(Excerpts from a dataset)

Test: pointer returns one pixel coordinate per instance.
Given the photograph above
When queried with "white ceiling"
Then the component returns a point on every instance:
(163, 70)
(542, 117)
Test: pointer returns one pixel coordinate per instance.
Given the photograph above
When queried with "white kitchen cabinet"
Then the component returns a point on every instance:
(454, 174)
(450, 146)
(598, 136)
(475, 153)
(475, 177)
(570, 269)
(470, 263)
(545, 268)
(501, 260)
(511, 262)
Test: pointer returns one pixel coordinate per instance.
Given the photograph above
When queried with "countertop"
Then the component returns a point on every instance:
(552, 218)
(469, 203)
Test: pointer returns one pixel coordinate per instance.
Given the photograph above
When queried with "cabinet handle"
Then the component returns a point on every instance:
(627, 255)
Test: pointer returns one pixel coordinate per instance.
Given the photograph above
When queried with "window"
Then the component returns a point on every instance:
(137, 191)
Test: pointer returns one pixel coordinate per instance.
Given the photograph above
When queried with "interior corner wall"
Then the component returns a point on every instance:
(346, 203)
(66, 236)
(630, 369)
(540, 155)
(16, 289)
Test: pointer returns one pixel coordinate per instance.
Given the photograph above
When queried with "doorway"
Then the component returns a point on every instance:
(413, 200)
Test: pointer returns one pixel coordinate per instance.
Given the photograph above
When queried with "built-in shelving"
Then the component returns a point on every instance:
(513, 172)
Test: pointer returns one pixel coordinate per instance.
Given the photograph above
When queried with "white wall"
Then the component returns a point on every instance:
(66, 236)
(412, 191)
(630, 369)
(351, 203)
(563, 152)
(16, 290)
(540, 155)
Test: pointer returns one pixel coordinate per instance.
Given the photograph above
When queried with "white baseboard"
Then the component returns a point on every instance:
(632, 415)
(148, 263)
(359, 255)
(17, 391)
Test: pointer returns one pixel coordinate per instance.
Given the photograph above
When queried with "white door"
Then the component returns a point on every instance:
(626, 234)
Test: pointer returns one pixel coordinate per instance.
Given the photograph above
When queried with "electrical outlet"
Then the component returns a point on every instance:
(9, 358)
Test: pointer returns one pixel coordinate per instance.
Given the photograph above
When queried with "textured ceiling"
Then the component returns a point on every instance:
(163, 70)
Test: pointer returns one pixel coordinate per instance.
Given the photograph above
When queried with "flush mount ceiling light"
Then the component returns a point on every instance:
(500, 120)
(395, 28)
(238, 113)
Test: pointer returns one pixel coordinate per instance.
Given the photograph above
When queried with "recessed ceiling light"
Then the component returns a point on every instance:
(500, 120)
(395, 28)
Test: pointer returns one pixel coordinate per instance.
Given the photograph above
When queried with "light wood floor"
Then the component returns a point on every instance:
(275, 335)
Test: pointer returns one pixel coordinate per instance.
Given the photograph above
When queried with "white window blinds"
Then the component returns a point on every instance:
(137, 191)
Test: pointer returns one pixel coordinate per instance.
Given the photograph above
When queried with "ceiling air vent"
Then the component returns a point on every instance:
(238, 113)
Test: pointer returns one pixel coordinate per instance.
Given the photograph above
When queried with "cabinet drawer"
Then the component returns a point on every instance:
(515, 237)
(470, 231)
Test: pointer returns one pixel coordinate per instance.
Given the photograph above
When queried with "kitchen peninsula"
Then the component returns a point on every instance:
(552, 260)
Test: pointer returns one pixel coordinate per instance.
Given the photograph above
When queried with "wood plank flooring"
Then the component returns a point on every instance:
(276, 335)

= Try it =
The answer must consist of every line in the records above that contains the word "wall".

= Solved exercise =
When queried with "interior corner wall"
When queried with "white wall"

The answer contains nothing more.